**Passage shown:**

Updated: Feb 21, 2021

This is Part 2 of some thoughts about being user-centered. Part 1 was a Cautionary Tale that I wrote earlier.


We don't always apply our own rules


We all say that we are user-centered. We all talk about personas. A lot of us even use the names of the persona as we describe our designs. But when we form opinions about designs and design solutions, we still rely on that nebulous sense in the back of our heads that says, "Oh, yeah, that looks great!"


We like to say that this is the collective wisdom of our "experience," where we have internalized the many good or best practices of UX, that allows us to make these very quick judgments of quality. Ok ... maybe ...


But if that's true ... where is the user? Meaning, is that quick judgment also taking into account the perspective of the particular user in this interaction? When we say a design "looks good" using an aesthetic judgment that assumes the user is on a general retail ecommerce shopping cart flow ... do we use the same or different aesthetic judgments when we assess a design for a user who is a highly technical user working on an intranet system used for resource planning?


User needs are more diverse than our aesthetic judgments


In my own experience, my observation is that designs that people say "look good" are not that diverse. Most of us tend to favor designs that are clean, uncluttered, simple, etc. And these principles, as a whole, are not bad ones.


But what if that's not what the user, in this particular case, needs?


I made up these numbers, but it's representative of a study I worked on a long long long time ago. We conducted multiple trials on 3 designs and measured time to completion as well as errors.


It's my observation that the huge majority of UX design practices as well as User Research methods are biased to prototype 2. You see that most users figured out the design of prototype 2 pretty easily. The learning curve is flat. There's very little difference in performance through multiple trials.


I'd like, however, to draw your attention to prototype 1. It's obviously very complicated. It took users by far the most time to complete in early trials and they committed by far the most errors. But look at the 10th trial.


New Users vs. Expert Users


It is my observation that that huge majority of our aesthetic judgments are highly biased toward designs that are likely to perform like prototype 2. They are intuitively obvious, and a first-time user can complete the task just about as easily as an expert user.


These kinds of designs are probably appropriate for public-facing experiences and probably for the majority of retail experiences. You don't want to have to train your user how to use your app or website. That would be crazy.


But what if our product is designed for expert users? What if the typical user is someone who uses this application for hours every single day? In that case, the data for Trial 1 is practically irrelevant. Trial 10 is what we should care about. And if you look at Trial 10, the prototype that initially took almost 3 times as long to figure out at the beginning took almost half as much time by the end.


Gaps in Methods, Experiences, and Best Practices


It is my observation that the majority of UX practices, Design Systems, User Research methods, etc. have gaps in assessing the best interaction design for expert users.


For example, I have yet to talk to a User Researcher who can recall conducting 10 or more trials on a prototype with the same user -- not 10 sessions with 10 different participants. I'm talking about asking that same participant to do that same boring task 10 or more times in a row. Does anyone do this regularly? If not, then how do we assess the learning curve of a design and accurately evaluate the usability of a design for expert users?


What's worse, is that just about all of our intuitive judgments about what a "good" design is are biased toward prototype 2. Most of us and our experiences would probably judge prototype 1 as terrible, complicated, cluttered, confusing, etc. That's why it would take a new user so much time and cause that user to make so many errors.

**Extracted data:**
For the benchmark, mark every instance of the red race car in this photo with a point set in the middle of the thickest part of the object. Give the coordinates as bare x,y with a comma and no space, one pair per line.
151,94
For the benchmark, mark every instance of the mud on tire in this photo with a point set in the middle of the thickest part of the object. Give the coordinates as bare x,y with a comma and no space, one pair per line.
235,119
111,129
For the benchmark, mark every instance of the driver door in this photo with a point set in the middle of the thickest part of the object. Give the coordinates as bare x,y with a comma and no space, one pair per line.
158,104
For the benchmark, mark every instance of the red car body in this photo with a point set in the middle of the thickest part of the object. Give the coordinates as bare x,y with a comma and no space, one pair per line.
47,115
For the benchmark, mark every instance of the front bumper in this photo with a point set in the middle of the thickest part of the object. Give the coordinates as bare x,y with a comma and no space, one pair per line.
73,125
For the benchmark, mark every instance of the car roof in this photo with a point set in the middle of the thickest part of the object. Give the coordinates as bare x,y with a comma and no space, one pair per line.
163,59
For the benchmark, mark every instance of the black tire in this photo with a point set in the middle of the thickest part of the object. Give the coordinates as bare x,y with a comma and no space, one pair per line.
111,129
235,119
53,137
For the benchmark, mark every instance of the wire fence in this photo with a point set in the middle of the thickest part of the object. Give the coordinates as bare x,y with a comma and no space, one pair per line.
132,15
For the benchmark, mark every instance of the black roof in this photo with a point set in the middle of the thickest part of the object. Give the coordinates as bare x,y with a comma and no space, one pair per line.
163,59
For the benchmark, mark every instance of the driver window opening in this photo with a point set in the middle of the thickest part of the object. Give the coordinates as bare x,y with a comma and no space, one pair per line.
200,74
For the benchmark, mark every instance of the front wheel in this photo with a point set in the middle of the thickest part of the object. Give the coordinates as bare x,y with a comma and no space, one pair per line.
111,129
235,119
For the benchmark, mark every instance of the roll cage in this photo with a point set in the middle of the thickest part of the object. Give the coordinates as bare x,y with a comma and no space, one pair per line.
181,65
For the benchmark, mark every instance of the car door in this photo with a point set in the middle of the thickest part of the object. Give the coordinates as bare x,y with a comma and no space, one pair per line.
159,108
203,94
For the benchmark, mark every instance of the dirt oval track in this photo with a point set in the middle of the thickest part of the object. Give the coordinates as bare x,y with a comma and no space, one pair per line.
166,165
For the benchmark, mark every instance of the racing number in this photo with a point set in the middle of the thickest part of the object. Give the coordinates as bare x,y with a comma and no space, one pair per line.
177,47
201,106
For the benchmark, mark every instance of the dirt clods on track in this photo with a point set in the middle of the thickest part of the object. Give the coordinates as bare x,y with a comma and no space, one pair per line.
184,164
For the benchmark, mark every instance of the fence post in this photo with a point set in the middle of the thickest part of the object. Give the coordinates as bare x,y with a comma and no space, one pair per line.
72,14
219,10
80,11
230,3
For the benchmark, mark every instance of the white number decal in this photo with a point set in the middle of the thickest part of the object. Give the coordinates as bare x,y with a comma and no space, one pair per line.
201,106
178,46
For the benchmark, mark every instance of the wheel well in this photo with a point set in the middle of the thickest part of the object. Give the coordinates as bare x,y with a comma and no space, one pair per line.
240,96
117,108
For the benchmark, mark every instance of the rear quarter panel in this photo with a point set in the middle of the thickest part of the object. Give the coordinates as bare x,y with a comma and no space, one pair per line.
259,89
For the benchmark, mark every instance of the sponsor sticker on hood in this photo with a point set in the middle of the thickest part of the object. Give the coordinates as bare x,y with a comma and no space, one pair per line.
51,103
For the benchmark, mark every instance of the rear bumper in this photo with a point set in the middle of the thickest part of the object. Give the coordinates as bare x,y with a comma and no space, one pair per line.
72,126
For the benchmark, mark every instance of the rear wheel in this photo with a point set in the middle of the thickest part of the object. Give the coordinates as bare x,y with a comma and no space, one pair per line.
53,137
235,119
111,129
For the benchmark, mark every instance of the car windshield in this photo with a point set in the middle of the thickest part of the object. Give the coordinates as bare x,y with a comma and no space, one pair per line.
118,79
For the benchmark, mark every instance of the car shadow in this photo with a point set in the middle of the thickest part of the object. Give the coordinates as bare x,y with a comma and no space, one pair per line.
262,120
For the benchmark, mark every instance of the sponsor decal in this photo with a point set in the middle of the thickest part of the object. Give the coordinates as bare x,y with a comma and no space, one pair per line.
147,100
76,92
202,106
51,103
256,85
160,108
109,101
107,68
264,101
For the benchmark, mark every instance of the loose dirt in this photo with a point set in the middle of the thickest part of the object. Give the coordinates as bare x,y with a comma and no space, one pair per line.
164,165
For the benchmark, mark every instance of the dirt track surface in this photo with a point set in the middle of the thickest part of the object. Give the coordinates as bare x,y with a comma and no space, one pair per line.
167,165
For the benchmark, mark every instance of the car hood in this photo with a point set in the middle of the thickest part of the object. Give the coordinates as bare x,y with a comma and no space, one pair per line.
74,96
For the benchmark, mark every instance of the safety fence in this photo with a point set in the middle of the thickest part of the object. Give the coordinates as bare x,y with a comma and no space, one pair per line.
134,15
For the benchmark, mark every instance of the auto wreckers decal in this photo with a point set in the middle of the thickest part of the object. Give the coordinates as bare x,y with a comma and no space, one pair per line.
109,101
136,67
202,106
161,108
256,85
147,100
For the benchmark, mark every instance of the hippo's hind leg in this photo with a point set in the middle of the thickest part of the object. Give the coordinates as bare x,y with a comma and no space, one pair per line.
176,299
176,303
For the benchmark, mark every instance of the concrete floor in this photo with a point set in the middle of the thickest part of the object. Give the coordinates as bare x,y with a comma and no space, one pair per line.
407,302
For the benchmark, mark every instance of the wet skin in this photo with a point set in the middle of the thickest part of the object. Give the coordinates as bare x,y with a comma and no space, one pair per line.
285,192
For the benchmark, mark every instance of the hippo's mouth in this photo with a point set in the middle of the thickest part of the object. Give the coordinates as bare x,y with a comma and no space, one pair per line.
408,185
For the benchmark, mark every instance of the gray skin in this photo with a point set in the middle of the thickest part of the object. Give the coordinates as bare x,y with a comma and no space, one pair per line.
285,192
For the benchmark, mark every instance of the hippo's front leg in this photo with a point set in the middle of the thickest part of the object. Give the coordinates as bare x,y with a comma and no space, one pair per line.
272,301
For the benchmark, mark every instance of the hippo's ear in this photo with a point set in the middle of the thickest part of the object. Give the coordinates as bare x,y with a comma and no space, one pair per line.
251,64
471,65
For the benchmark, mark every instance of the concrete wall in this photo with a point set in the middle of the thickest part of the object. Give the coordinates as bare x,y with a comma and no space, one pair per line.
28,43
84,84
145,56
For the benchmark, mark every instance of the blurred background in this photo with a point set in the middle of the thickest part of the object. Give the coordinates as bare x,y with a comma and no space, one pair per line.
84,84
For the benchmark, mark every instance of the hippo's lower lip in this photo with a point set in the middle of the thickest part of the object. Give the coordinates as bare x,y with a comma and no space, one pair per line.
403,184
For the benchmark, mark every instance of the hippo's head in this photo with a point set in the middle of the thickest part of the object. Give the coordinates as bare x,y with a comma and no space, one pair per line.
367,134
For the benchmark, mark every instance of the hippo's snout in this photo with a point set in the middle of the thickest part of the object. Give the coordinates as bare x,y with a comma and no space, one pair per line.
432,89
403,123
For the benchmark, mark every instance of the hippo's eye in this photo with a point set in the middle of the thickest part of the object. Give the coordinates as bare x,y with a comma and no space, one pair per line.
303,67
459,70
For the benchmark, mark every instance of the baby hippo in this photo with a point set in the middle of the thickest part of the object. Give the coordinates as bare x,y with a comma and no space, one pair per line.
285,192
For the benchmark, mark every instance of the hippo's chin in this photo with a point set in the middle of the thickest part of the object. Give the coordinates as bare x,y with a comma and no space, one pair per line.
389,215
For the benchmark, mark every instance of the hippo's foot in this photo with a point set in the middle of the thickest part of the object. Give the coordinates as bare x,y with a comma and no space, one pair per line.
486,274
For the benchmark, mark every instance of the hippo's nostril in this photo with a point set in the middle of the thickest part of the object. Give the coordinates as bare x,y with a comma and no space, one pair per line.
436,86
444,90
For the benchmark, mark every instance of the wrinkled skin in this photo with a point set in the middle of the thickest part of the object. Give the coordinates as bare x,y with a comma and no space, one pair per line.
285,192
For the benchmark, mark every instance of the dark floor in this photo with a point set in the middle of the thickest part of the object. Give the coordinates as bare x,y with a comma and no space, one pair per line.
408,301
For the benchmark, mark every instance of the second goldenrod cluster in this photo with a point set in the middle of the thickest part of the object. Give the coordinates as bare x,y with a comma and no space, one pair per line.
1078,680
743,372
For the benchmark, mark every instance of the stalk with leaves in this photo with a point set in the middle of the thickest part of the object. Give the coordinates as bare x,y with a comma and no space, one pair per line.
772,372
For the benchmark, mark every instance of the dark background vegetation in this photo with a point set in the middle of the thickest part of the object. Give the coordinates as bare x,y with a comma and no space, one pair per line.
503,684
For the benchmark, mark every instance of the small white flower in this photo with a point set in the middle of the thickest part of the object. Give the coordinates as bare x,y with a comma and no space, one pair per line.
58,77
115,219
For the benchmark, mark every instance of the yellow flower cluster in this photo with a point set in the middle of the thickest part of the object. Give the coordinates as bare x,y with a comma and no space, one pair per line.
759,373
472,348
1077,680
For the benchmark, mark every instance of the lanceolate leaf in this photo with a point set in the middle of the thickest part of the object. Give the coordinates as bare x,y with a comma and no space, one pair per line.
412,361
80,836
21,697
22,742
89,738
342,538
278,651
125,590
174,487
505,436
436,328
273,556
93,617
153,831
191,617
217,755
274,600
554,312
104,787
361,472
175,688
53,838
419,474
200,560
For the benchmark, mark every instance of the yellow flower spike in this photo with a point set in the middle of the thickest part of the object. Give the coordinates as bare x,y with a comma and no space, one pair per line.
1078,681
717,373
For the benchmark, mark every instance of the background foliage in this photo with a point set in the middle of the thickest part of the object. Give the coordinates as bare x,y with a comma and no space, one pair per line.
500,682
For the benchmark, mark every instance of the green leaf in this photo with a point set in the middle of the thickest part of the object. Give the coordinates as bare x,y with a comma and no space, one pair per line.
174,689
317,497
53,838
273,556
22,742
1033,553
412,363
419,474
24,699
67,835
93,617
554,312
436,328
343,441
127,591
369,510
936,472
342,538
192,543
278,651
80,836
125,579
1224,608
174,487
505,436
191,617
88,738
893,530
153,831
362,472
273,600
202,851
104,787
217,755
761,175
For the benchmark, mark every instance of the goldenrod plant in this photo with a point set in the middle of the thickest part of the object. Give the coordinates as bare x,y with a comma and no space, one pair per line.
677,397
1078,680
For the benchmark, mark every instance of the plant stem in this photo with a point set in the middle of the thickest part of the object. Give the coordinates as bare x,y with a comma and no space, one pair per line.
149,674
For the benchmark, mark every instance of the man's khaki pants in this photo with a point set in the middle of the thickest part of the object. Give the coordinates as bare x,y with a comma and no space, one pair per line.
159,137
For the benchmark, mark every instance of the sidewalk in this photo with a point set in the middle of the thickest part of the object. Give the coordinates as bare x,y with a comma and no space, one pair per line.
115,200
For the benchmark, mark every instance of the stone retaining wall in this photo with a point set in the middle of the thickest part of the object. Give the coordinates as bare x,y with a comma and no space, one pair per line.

**To be done:**
1 – Answer these about the user-centered design post:
(a) What two things were measured in the trials on the 3 designs?
(b) For which kinds of experiences are designs like prototype 2 called probably appropriate?
(c) How many trials on a prototype with the same user has the author yet to hear a User Researcher recall conducting?
2 – According to the user-centered design post, why is the data for Trial 1 practically irrelevant when a product is designed for expert users?
3 – Can you give the part of the user-centered design post from "User needs are" up to and including "well as errors." again, replacing "diverse" with "varied"?

**Answers for the exercise:**
1 –
(a) Time to completion and errors.
(b) Public-facing experiences and probably the majority of retail experiences.
(c) 10 or more.

2 – The typical expert user uses the application for hours every single day, so performance after repeated use matters more than the first attempt. For that reason, Trial 10 is what should be cared about rather than Trial 1.

3 –
User needs are more varied than our aesthetic judgments


In my own experience, my observation is that designs that people say "look good" are not that varied. Most of us tend to favor designs that are clean, uncluttered, simple, etc. And these principles, as a whole, are not bad ones.


But what if that's not what the user, in this particular case, needs?


I made up these numbers, but it's representative of a study I worked on a long long long time ago. We conducted multiple trials on 3 designs and measured time to completion as well as errors.